Apart from the pictures, every entry must be retyped exactly.
•••••
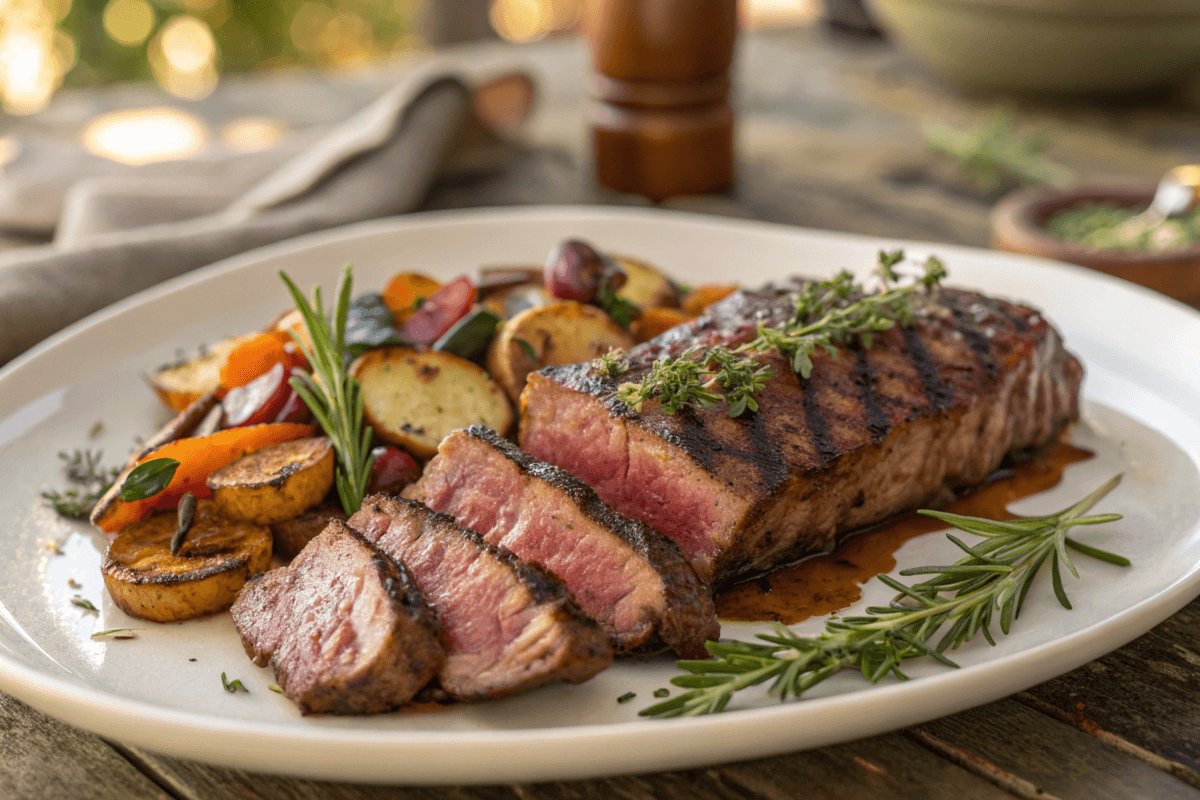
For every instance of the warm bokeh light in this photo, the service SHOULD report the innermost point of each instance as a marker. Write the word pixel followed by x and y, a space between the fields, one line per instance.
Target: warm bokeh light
pixel 183 58
pixel 142 136
pixel 129 22
pixel 251 133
•••••
Response to this exercise -
For every instance of the warm bokeh light in this photo, the service SHOULD report the innermost point of each instance as a marker. Write the word pixel followed by x and y, a space between the fields, one line per instance.
Target: warm bokeh light
pixel 183 58
pixel 142 136
pixel 129 22
pixel 251 133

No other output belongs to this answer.